Your task -
Would you print all of the entries word for word?

(Point localization data)
- - -

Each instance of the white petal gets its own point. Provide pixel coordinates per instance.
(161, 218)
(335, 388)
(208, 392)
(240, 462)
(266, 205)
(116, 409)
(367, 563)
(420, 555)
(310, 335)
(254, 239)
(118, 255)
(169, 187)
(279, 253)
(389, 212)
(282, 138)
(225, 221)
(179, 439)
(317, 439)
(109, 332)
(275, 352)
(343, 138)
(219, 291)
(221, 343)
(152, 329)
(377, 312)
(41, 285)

- - -

Response -
Each instance of the white petal gets its own point. Provide pixel coordinates per instance.
(161, 218)
(335, 388)
(208, 392)
(240, 462)
(266, 205)
(116, 409)
(367, 563)
(420, 555)
(310, 335)
(254, 239)
(118, 255)
(169, 187)
(279, 253)
(389, 212)
(282, 138)
(225, 221)
(179, 439)
(317, 439)
(109, 332)
(275, 352)
(343, 138)
(219, 291)
(221, 343)
(152, 329)
(377, 312)
(41, 285)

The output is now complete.